:: Directions for this task ::
Copy the material below word for word, leaving out any pictures.

### Excerpted records

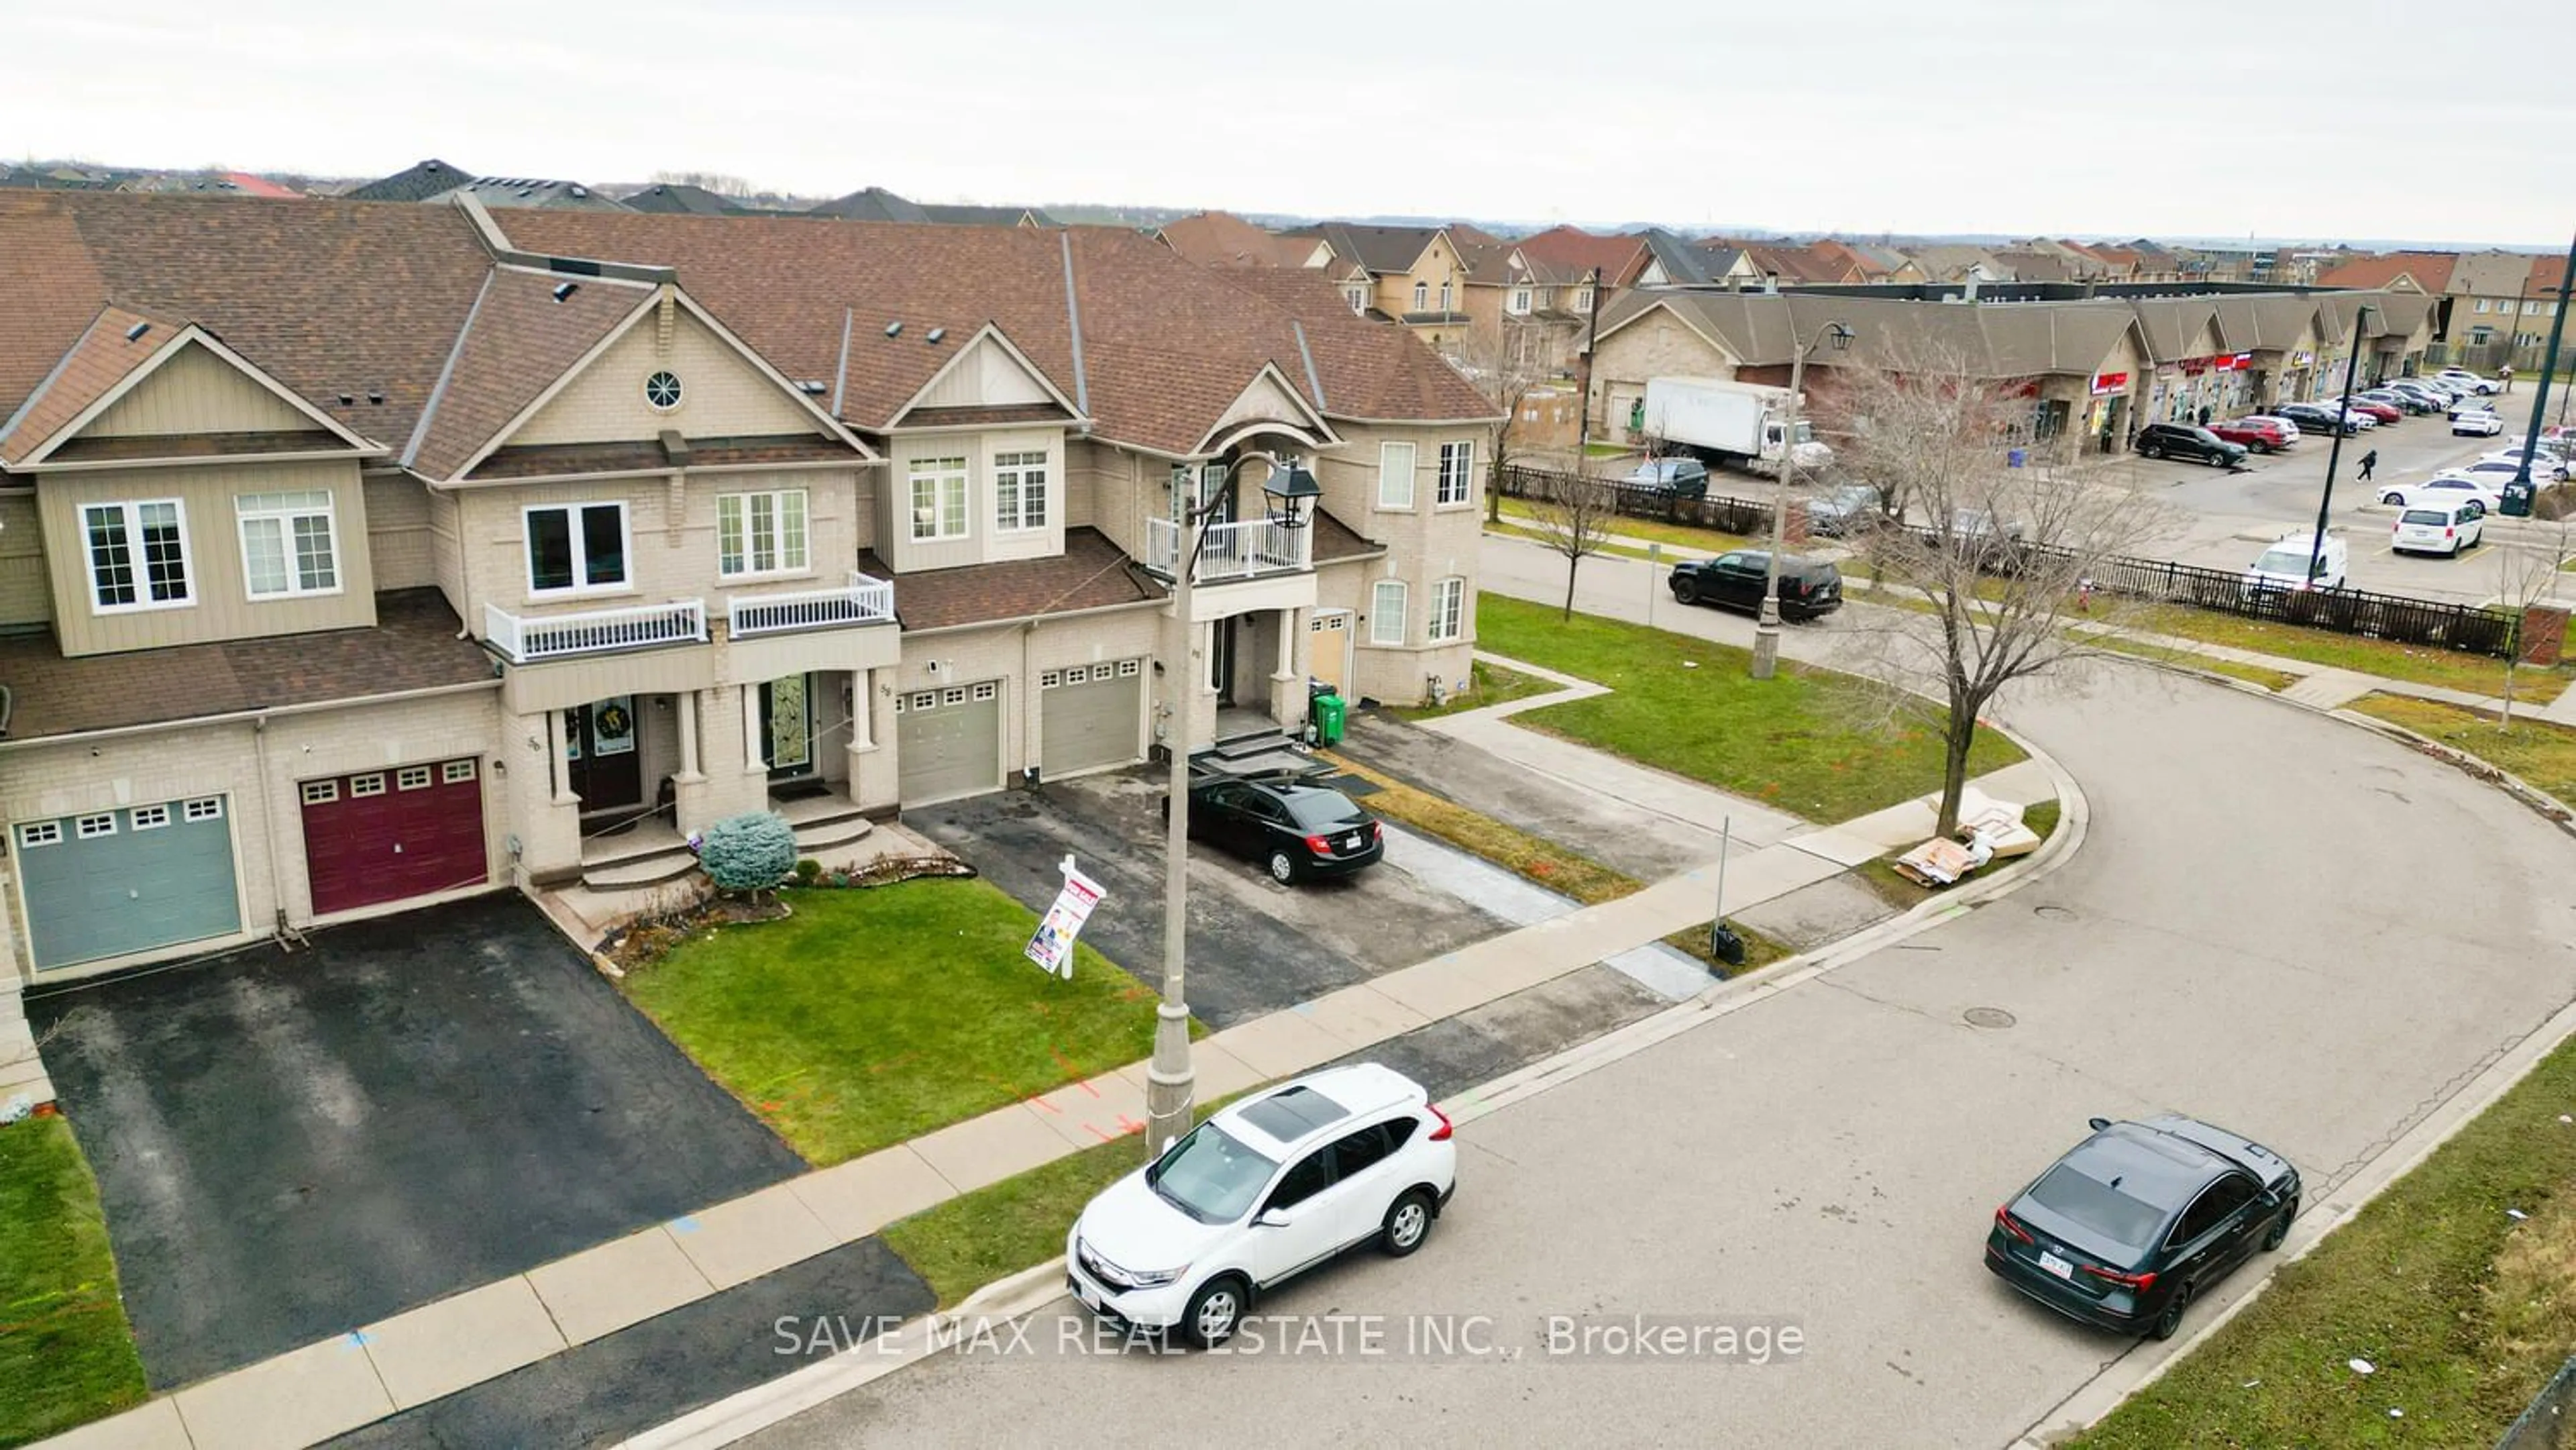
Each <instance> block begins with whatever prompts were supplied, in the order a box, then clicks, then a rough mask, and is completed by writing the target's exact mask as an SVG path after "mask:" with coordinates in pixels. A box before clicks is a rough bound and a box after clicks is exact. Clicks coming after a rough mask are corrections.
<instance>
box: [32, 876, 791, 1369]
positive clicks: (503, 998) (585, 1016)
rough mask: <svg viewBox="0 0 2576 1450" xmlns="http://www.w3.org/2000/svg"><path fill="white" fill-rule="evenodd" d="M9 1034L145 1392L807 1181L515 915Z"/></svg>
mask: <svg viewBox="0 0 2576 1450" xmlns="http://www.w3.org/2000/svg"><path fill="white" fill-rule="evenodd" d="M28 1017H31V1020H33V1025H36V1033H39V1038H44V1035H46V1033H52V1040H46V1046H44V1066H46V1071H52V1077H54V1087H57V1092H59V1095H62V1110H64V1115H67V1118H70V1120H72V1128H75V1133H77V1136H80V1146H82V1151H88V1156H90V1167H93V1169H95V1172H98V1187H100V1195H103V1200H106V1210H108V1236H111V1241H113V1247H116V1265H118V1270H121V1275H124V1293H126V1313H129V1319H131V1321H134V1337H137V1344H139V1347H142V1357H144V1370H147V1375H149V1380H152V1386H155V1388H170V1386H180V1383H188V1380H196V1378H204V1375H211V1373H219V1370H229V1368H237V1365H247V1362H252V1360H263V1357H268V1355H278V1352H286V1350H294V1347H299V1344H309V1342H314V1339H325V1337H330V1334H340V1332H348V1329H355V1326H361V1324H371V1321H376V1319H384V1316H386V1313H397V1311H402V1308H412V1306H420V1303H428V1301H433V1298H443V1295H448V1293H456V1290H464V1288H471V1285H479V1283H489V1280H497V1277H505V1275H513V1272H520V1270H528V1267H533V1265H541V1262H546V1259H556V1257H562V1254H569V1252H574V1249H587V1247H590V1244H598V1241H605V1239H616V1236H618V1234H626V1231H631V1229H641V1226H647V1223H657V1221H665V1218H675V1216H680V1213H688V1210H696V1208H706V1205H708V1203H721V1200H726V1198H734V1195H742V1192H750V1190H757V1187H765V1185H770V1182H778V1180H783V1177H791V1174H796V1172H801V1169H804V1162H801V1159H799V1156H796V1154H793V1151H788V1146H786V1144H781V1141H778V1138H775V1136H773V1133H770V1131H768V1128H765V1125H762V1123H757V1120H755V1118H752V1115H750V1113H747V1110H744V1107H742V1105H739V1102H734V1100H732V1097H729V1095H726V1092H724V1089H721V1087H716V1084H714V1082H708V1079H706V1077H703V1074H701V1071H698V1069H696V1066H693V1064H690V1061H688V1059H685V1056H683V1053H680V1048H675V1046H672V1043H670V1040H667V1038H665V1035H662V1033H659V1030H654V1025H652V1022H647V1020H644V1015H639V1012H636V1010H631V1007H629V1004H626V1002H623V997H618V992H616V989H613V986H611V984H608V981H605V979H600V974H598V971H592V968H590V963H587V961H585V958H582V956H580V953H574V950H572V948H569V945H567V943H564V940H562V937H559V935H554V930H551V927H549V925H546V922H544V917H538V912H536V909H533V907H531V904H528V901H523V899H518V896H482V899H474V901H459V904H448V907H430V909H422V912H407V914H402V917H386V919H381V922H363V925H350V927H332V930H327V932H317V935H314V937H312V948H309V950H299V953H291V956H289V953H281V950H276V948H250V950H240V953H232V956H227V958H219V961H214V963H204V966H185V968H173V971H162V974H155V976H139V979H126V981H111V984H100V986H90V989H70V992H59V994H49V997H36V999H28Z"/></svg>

######

:: Expected output ::
Each <instance> block begins with whatever prompts were supplied, in the order a box, then clicks, then a rough mask, and is completed by writing the target's exact mask as an SVG path after "mask:" with coordinates in pixels. A box before clicks is a rough bound and a box after clicks is exact. Clicks coming after a rough mask are corrections.
<instance>
box: [32, 876, 791, 1369]
positive clicks: (503, 998) (585, 1016)
rough mask: <svg viewBox="0 0 2576 1450" xmlns="http://www.w3.org/2000/svg"><path fill="white" fill-rule="evenodd" d="M9 1034L145 1392L807 1181L515 915Z"/></svg>
mask: <svg viewBox="0 0 2576 1450" xmlns="http://www.w3.org/2000/svg"><path fill="white" fill-rule="evenodd" d="M28 1017H31V1020H33V1025H36V1033H39V1038H44V1035H46V1033H52V1040H46V1046H44V1066H46V1071H52V1077H54V1087H57V1092H59V1095H62V1110H64V1115H67V1118H70V1120H72V1128H75V1133H77V1136H80V1146H82V1151H88V1156H90V1167H93V1169H95V1172H98V1187H100V1195H103V1200H106V1210H108V1236H111V1241H113V1247H116V1265H118V1270H121V1275H124V1293H126V1313H129V1319H131V1321H134V1337H137V1344H139V1347H142V1357H144V1370H147V1375H149V1380H152V1386H155V1388H170V1386H180V1383H188V1380H196V1378H204V1375H211V1373H219V1370H229V1368H237V1365H247V1362H252V1360H263V1357H268V1355H278V1352H286V1350H294V1347H299V1344H309V1342H314V1339H325V1337H330V1334H340V1332H348V1329H355V1326H361V1324H371V1321H376V1319H384V1316H386V1313H397V1311H402V1308H412V1306H420V1303H428V1301H433V1298H443V1295H448V1293H456V1290H464V1288H471V1285H479V1283H489V1280H497V1277H505V1275H513V1272H520V1270H528V1267H533V1265H541V1262H546V1259H556V1257H562V1254H569V1252H574V1249H587V1247H590V1244H598V1241H605V1239H616V1236H618V1234H626V1231H631V1229H641V1226H647V1223H657V1221H665V1218H675V1216H680V1213H688V1210H696V1208H706V1205H708V1203H721V1200H726V1198H734V1195H742V1192H750V1190H757V1187H765V1185H770V1182H778V1180H783V1177H791V1174H796V1172H801V1169H804V1162H801V1159H799V1156H796V1154H793V1151H788V1146H786V1144H781V1141H778V1138H775V1136H773V1133H770V1131H768V1128H765V1125H762V1123H757V1120H755V1118H752V1115H750V1113H747V1110H744V1107H742V1105H739V1102H734V1100H732V1097H729V1095H726V1092H724V1089H721V1087H716V1084H714V1082H708V1079H706V1077H703V1074H701V1071H698V1069H696V1066H693V1064H690V1061H688V1059H685V1056H683V1053H680V1048H675V1046H672V1043H670V1040H667V1038H665V1035H662V1033H659V1030H654V1025H652V1022H647V1020H644V1015H639V1012H636V1010H631V1007H629V1004H626V1002H623V997H618V992H616V989H613V986H611V984H608V981H605V979H600V974H598V971H592V968H590V963H587V961H585V958H582V956H580V953H574V950H572V948H569V945H567V943H564V940H562V937H559V935H554V930H551V927H549V925H546V922H544V917H538V912H536V909H533V907H531V904H528V901H523V899H518V896H482V899H474V901H459V904H448V907H430V909H422V912H407V914H402V917H386V919H381V922H363V925H350V927H332V930H327V932H317V935H314V937H312V948H309V950H299V953H291V956H289V953H281V950H276V948H250V950H240V953H232V956H227V958H219V961H214V963H204V966H185V968H173V971H162V974H155V976H139V979H126V981H111V984H100V986H90V989H70V992H59V994H49V997H36V999H28Z"/></svg>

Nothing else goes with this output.